Task directions> Each record below must be returned exactly, with no line left out.

Items from a dataset
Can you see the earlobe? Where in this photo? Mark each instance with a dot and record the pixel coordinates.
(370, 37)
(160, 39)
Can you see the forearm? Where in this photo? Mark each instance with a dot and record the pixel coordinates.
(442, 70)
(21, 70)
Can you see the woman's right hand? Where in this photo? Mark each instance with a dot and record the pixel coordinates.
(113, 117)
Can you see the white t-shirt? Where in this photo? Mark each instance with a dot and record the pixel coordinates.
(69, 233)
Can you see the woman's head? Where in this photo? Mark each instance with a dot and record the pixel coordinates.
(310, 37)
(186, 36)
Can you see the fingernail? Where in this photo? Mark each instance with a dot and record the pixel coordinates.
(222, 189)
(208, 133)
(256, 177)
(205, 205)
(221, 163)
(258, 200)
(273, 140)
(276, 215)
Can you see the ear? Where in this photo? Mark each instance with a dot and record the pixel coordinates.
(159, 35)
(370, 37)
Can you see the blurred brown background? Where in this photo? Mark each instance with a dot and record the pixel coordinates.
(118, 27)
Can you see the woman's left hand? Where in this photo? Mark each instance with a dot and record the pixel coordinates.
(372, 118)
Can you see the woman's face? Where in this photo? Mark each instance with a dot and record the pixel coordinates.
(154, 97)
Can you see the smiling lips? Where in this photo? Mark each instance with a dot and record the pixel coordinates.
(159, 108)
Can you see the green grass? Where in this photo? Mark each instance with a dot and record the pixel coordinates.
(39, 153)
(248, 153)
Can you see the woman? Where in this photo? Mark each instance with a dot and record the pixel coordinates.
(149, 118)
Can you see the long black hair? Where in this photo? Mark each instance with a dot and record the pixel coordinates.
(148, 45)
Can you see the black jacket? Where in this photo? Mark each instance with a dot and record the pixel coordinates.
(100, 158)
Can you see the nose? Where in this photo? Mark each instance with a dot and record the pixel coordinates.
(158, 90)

Your solution>
Can you see the earlobe? Where in this photo? Mark each instance with a dot and record the pixel coordinates.
(370, 37)
(160, 39)
Can you see the forearm? Where in this photo? Mark each instance with a dot and record the pixel coordinates.
(442, 70)
(21, 70)
Can you see the woman's right hand? Where in this photo? Mark each instance with a dot and record the pixel coordinates.
(113, 117)
Can you see the white t-shirt? Where in this photo? Mark each instance with a dot and record the pixel coordinates.
(69, 233)
Can you see the woman's head? Where in this photo? Mark each instance with a dot and record the pixel coordinates.
(310, 37)
(186, 36)
Can you see the fingernail? Where in this photo? Mark each instance with a dot and record the pixel coordinates.
(222, 189)
(208, 133)
(256, 177)
(205, 205)
(221, 163)
(258, 200)
(273, 140)
(276, 215)
Can you see the ear? Where in this photo? Mark each instance with a dot and record the pixel coordinates.
(159, 35)
(370, 37)
Can you see the blurred brown background? Where in this photo? Mark each instance with a dot and record the pixel coordinates.
(118, 27)
Can you see the woman's left hand? Where in this photo? Mark each instance with a dot and record the pixel coordinates.
(372, 118)
Can you see the woman's face? Where in this photo? Mark each instance with a dot and record the pixel coordinates.
(154, 97)
Can you see the smiling lips? Where in this photo? Mark each instance with a dot and record the pixel coordinates.
(159, 108)
Can you see the green grass? Where in this photo? Mark each instance with a dot and record the pixel coordinates.
(39, 153)
(248, 153)
Can you see the woman? Where in this photo? Mark each instance with a dot and record the pixel coordinates.
(149, 118)
Can you see the long black hair? Where in this photo? Mark each instance with a dot and record the pixel coordinates.
(148, 45)
Can you see the black jacket? Where in this photo? Mark each instance with a dot and record the pixel coordinates.
(100, 158)
Can you see the nose? Where in this photo? Mark each instance with a dot and record the pixel coordinates.
(158, 90)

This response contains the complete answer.